# Ulster- Appeal upheld at lower panel



## Fouryears (2 Jul 2020)

Hi all, first time posting but have been utilising the site and guidance for ages so thanks so much for all the information. Today we got a letter saying our appeal has been upheld and we have been awarded additional compensation. There is no more information than that regarding the makeup of the compensation. I had appealed on various different points and no one point has been addressed individually. Just that the appeal is upheld and here's a compensation amount. Is that the normal outcome?

I'm delighted to be getting additional compensation - it's about 15% of the original redress amount. Even when i was writing the appeal, some of my points felt weak but i decided to take a "free bite of the cherry" as some of you mentioned a few times about appeals. But some weren't so weak, eg we went into a payment plan which affected our credit rating and they felt we would have required that regardless of whether we were on a tracker, we clearly wouldnt have as they had already overcharged us a significant sum by then. 

Another point i made was that they said our credit rating would be "fixed" but it had not been 10 months after redress. 

I also noted that their calculations did not accurately match the central bank rates ... often times it was in our favour but nonetheless they should have had the corrrect ecb rate plus tracker of 1.15% but they were 3 or 4 periods of time when they were out by .15% or so.
####
Given problem 1: Pick out every row below that contains the string "trimmed", matching case exactly.

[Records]
####
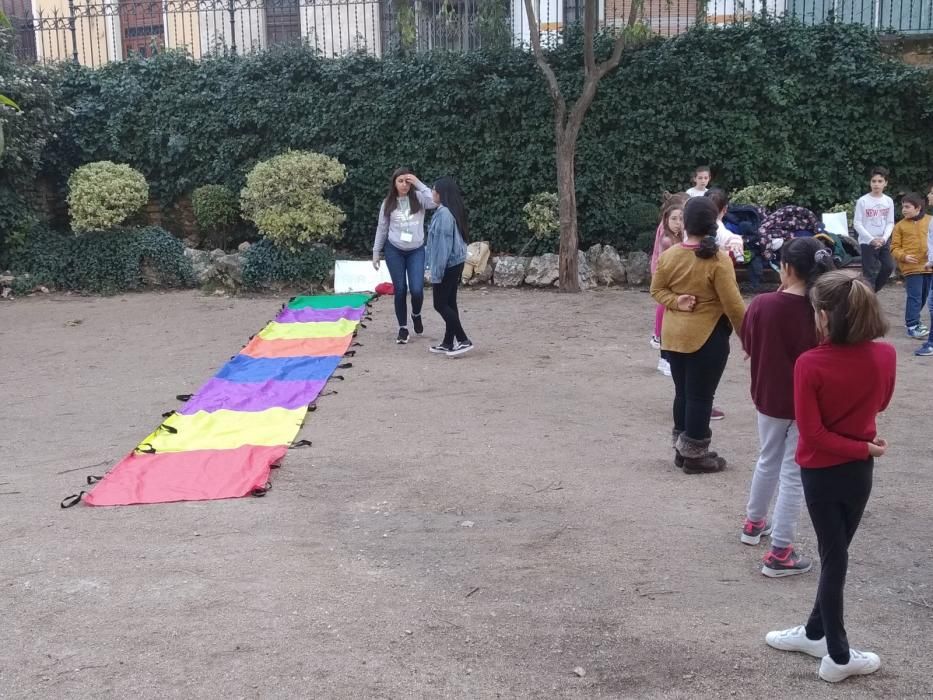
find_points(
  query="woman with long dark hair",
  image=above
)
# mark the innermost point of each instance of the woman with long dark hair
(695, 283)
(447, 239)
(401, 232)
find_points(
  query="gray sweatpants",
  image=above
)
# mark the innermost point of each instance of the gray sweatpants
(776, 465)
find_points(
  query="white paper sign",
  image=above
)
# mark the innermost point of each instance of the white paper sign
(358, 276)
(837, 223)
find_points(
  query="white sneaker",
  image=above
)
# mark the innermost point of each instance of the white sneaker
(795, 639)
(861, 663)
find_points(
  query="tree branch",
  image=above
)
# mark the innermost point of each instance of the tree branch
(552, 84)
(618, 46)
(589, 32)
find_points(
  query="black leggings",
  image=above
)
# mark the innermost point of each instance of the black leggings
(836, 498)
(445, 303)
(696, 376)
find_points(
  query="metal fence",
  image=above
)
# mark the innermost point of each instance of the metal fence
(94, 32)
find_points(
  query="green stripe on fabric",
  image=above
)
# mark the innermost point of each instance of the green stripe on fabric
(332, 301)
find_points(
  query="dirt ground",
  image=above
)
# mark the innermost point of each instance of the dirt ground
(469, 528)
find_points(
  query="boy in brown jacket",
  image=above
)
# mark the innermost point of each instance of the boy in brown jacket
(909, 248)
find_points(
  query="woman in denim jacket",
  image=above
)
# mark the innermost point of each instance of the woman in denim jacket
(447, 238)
####
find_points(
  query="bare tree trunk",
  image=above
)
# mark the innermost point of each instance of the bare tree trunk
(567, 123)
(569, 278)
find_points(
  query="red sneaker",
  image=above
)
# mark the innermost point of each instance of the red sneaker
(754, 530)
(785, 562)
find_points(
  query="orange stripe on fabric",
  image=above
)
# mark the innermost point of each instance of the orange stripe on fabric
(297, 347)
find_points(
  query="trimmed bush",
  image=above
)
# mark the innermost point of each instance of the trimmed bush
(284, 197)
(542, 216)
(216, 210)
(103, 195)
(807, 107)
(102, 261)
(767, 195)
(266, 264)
####
Given problem 2: Extract word for word everything in the Ulster appeal post from "## Fouryears (2" down to "the normal outcome?".

Exercise output 1:
  query="trimmed bush",
# mark the innermost point of each instance of the trimmed bush

Exercise output 2:
## Fouryears (2 Jul 2020)

Hi all, first time posting but have been utilising the site and guidance for ages so thanks so much for all the information. Today we got a letter saying our appeal has been upheld and we have been awarded additional compensation. There is no more information than that regarding the makeup of the compensation. I had appealed on various different points and no one point has been addressed individually. Just that the appeal is upheld and here's a compensation amount. Is that the normal outcome?